[Records of labeled points]:
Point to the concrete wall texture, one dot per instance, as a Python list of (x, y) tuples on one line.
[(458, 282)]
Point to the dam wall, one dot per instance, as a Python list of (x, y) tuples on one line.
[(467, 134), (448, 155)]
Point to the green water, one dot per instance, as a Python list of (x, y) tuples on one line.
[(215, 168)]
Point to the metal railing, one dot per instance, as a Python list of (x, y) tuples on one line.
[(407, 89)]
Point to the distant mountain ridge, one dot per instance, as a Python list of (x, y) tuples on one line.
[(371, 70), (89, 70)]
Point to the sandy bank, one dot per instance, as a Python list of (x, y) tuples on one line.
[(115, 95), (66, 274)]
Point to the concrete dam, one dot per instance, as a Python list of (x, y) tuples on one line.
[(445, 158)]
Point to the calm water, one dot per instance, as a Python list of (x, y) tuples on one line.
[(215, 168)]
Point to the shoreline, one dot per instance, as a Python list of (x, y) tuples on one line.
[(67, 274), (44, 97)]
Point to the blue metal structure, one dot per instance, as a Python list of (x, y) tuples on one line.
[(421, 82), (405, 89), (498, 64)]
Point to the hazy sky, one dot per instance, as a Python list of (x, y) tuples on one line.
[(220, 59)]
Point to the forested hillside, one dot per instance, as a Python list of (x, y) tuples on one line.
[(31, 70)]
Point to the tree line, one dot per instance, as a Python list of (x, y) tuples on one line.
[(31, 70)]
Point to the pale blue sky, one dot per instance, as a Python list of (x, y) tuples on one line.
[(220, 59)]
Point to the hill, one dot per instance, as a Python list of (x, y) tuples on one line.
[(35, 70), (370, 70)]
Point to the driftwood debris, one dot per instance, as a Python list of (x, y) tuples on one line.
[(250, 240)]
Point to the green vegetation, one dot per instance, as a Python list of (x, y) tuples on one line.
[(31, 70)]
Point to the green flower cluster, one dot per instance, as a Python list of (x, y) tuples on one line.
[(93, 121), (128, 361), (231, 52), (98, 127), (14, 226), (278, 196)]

[Task prompt]:
Return the lines above exactly, keeping every word.

[Answer to the problem]:
Point to the concrete wall texture, one dot per instance, as a Python list of (x, y) tuples on one line.
[(458, 282)]
Point to the dam wall, one dot per instance, as a Python list of (x, y) tuples on one line.
[(467, 134), (448, 155)]
Point to the green water, one dot per instance, as a Python list of (x, y) tuples on one line.
[(215, 168)]
Point to the metal railing, one dot per instance, as a Python list of (x, y) tuples on one line.
[(407, 89)]
Point to the distant mountain ridge, one dot per instance, as a Python list of (x, y) tuples on one line.
[(371, 70), (89, 70)]
Point to the sandy bank, one dot per instance, as a Python list of (x, y) tuples on one line.
[(115, 95), (66, 274)]
Point to the concrete dam, one dot per instance, as a Python list of (x, y) tuples on one line.
[(445, 158)]
Point to the calm water, one dot per instance, as a Python list of (x, y) tuples on one line.
[(215, 168)]
Point to the shoreline, one dot per instance, as a Python list of (x, y) tuples on one line.
[(67, 274), (44, 97)]
Point to the blue metal structure, one dot per instance, as a Python list of (x, y) tuples on one line.
[(421, 82), (405, 89), (498, 64)]
Point to the hazy sky, one dot per instance, as a Python list of (x, y) tuples on one line.
[(220, 59)]
Point to the forested hillside, one dot per instance, as a Python list of (x, y) tuples on one line.
[(31, 70)]
Point to the tree line, one dot per instance, as a Python list of (x, y) tuples on one line.
[(31, 70)]
Point to the pale blue sky, one dot per instance, as a Python list of (x, y) tuples on one line.
[(220, 59)]
Point to the hill, one dot per instance, as a Python list of (x, y) tuples on one line.
[(35, 70), (370, 70)]
Point to the driftwood debris, one dot per instance, as a Python list of (x, y) tuples on one line.
[(250, 240)]
Point to the green vegetation, one dot per instance, as a Python list of (x, y) tuples on one line.
[(31, 70)]
Point to the green flower cluster, one dot per instance, as a Python list of (x, y) tuples on one line.
[(93, 121), (128, 361), (231, 52), (98, 127), (14, 226), (278, 196)]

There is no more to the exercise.